▶ **Your goal**: The records below are to be copied exactly, with their pictures left out.

▶ **Referring expression data**:
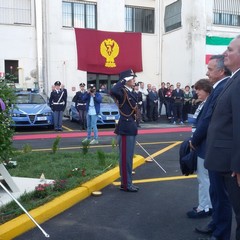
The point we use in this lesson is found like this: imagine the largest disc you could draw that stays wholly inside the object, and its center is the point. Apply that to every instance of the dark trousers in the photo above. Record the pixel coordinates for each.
(222, 208)
(234, 196)
(57, 117)
(126, 150)
(160, 107)
(177, 111)
(82, 118)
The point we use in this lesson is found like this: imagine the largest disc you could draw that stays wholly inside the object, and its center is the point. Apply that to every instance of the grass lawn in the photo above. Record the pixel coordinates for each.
(68, 169)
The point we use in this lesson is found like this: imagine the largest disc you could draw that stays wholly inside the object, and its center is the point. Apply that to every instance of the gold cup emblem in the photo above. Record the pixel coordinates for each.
(109, 49)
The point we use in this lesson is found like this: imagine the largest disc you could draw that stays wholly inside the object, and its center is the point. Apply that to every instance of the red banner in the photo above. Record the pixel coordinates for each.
(108, 52)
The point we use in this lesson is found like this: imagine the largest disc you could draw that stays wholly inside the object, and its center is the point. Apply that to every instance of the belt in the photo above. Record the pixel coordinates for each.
(61, 103)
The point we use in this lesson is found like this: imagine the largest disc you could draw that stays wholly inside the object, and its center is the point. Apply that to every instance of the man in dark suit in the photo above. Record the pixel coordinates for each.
(126, 128)
(178, 97)
(57, 101)
(80, 105)
(221, 218)
(223, 136)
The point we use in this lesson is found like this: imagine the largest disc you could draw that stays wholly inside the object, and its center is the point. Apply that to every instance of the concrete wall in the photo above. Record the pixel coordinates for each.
(175, 56)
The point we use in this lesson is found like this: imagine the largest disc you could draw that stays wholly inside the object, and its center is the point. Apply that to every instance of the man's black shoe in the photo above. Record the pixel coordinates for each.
(204, 230)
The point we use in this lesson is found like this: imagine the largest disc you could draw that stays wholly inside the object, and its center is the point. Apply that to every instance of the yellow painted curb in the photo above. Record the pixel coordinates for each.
(21, 224)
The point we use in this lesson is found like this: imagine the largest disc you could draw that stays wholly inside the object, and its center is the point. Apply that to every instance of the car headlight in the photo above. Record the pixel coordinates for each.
(47, 114)
(16, 114)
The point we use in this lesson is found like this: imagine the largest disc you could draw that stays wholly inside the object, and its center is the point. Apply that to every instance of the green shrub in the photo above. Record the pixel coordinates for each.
(6, 132)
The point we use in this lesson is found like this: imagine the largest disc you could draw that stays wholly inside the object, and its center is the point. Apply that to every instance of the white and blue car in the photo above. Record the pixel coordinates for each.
(30, 110)
(108, 115)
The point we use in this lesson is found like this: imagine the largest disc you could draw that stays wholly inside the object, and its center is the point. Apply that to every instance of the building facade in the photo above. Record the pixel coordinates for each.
(38, 42)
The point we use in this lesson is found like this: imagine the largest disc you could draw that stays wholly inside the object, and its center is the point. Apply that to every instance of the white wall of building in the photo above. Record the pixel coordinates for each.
(18, 43)
(61, 46)
(175, 56)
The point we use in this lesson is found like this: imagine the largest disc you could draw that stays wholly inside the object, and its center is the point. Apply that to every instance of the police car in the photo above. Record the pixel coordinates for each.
(31, 109)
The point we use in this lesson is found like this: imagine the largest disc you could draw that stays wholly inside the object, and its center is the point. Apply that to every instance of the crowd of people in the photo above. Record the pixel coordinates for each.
(178, 102)
(213, 103)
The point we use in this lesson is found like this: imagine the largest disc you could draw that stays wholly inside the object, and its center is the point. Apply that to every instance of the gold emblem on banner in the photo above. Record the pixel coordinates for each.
(109, 49)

▶ **Answer to the exercise**:
The point we use in this lesson is found like this: imagine the largest disc you could draw that stays wholly inside the object, and its center is the point. Apply that to every instance of the dark trousers in the photo above. Record the pixel coordinates for each.
(222, 208)
(234, 196)
(57, 117)
(126, 150)
(160, 107)
(177, 111)
(82, 118)
The point we use in this lesson is found like this: imagine the largest disc you could draw that stays wholly inside the object, and its center is the point. Apply that to every instance of the grass lawn in the photo above. Record the pixel coordinates for each.
(68, 169)
The point we use in this lesson is found like this: imagine the largest disc you could draw that stays wholly inside the object, and its center is the point. Apply that to every instance of the gold cup emblem in the photo above. Record the pixel coordinates for each.
(109, 49)
The point we use in this lesson is found like this: imagine the largest disc you could draw that stays wholly inside the object, and its center is the point. Apply that to every instance of the red banner in the photo above. Record the pixel coordinates for each.
(108, 52)
The point we use in this lesson is found like this: imagine the largest disc you could draw that stays wholly inside the object, and its center is the point. Apply that to every instance of the belt in the photo above. Record the pixel coordinates for each.
(61, 103)
The point we use in this lesson is found like this: imagine the largest disc you could draw that stays wholly inside the object, and its center is the point. Apply that to every instance of the man in dark suit in the photo above. Record the pixel coordinates for each.
(126, 128)
(178, 97)
(57, 101)
(80, 105)
(221, 218)
(223, 136)
The point we use in this lesson is found like this: imagine the largest disc you could draw that stays wholly inside the object, and its center is the point. Apply that to every instance of the concrete wall in the photo above. Record the pixel coordinates for each.
(175, 56)
The point we use in this lesson is found like this: imagine the largest disc you could draw that stays wholly inside the object, and its center is the point. Apply that to every instance of the man's black shoe in the photo above. Record the pixel coordinates for each.
(204, 230)
The point we use in this lesson is found like this: imagine the largest disc you could draw that stays wholly inside the object, and its center is the point. Apply that to every instance of the yellow painted curb in the photo above. Record the pixel coordinates for each.
(21, 224)
The point we use in this lesson is found like this: imagine the largest disc you could draw that stays wholly inside the object, and its center is the point. Apply that to every instance of the car headlight in the photo above. Record the pixel coordinates for each.
(47, 114)
(16, 114)
The point we use in this lesson is found like this: imagine the largest disc you could draw that stays wholly inside the object, and its center is the point. Apply that to every instance of the green shrub in the photo above. Record the pixel coordinates for each.
(6, 132)
The point we use in this lesson is found like this: imagine the largest disc you could draw that stays wholly inside the object, and its center is the point. Apply that to every instance of the white and blue car in the photo above. Record the pixel coordinates for each.
(30, 110)
(108, 115)
The point we use in this lesson is found like this: imagine the largest disc you could draw that stays wholly inside the object, and its center is the point. Apply that to every instance of the building facade in the photo above. Record the pixel coordinates for each.
(38, 42)
The point we use in this lesson is found like this: imagine the largest disc you could draw that stays wholly inside the object, and its center is the point. Apply that to every instance of the white wall of building in the photo above. Record the pixel coordinates for each.
(18, 43)
(61, 46)
(175, 56)
The point we use in this lesson is found like this: imagine the largest disc you could draw that stays wholly inside the object, and its center is the point. Apply that to every instance of the police car in the photo above. Record the pixel coordinates for each.
(31, 109)
The point we use in this lesson is found like this: imagine the largest disc you could draw that stays wholly inside the object, and its center is the point. Apply that to every instance of the crowd of people in the photo above. Record the pixel coordinates for each.
(178, 102)
(213, 103)
The point we use in this lesson is found like this: imagine the largest disc you could draw that stays wholly inside the object, and its center is the point. Apply that to every instance of the gold emblem on banner in the photo above. Record the pixel coordinates for each.
(109, 49)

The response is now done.